** START Entries shown **

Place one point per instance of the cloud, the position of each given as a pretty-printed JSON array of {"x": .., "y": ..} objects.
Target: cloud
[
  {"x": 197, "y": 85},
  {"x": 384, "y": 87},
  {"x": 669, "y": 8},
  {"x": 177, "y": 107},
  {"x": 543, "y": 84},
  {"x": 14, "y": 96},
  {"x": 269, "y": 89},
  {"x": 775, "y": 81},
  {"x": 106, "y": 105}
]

** END Entries shown **
** START Entries shown **

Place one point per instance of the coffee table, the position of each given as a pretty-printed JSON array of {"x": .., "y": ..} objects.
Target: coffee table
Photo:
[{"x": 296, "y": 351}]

** END Entries shown **

■ Short task: Pick out each of the lines above that contains the word "Place", and copy those lines in full.

■ Output for this task:
Place one point per instance of the cloud, the position of each given as a pretty-printed JSON array of {"x": .., "y": ..} objects.
Place one point per instance of the coffee table, the position of each given as a pretty-printed JSON array of {"x": .., "y": ..} objects.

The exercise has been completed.